5 Nisan 2020 Pazar

BARIŞ





HABİP AYDOĞDU & ADONİS



   Renkler ve sözcükler bir araya gelince farklı bir ritim oluşturarak şarkısını yazdı. Bunu gerçekleştirense iki önemli sanatçıydı. Biri Arapça şiirin en büyük şairlerinden Adonis ismiyle bilinen Ali Ahmet Sait Eşber, bir diğer isimse Türkiye'nin önemli ressamlarından Habip Aydoğdu. İzmir Folkart Gallery'de bir araya gelen bu iki önemli isim 'Kan Kırmızı' adında muhteşem bir buluşma gerçekleştirdi. (BURAK ABATAY / BirGün Gazetesi - 30.10.2016)

  Habip Aydoğdu: Bir şiir etkinliği vesilesiyle İzmir'de olan Adonis, Konak Pier'de sunulan karma sergide bana ait olan 3-4 resmi görüyor. Sevdiğini söyledi ve bana bir kitabını imzalayıp göndererek görüşlerini belirtti. İlk tanışmamız kitaplaşma ile oldu.

* * * * * * *

### Verilen görev
Habip Aydoğdu ile Adonis'in buluşmasını anlatan metni kaldığı yerden alıp sürdürün.

İşaretleme veri kümesinden kayıtlar
* * * * * * *

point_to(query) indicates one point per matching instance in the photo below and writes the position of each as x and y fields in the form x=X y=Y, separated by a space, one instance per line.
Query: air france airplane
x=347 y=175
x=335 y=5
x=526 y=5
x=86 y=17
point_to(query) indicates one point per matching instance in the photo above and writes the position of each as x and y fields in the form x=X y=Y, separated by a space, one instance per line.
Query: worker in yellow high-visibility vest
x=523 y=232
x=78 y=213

* * * * * * *

### Alıştırma sonucu
   Bir süre sonra Folkart Gallery genel direktörü Fahri Özdemir bana gelerek, 'Adonis ile böyle bir projeye var mısın?' dedi. Heyecanlandım. Adonis'ten de olumlu cevap gelince üçümüz beraber bu projede karar kıldık ve bu aşamaya geldik.
   Tabii bu aşamaya gelirken Adonis'le alakalı çok şey okudum. Şiirleri ve röportajlarda verdiği tavrı bugün dünyada yaşanan olayları değerlendirmede ve yorumlamada benim için bir fener oldu. Gördüm ki hayata çok yakın bakıyoruz. Ben Adonis'in şiirinin içerisinde resmimi bulabilir miyim diye düşünürken, o ruha, o görselliğe inandım.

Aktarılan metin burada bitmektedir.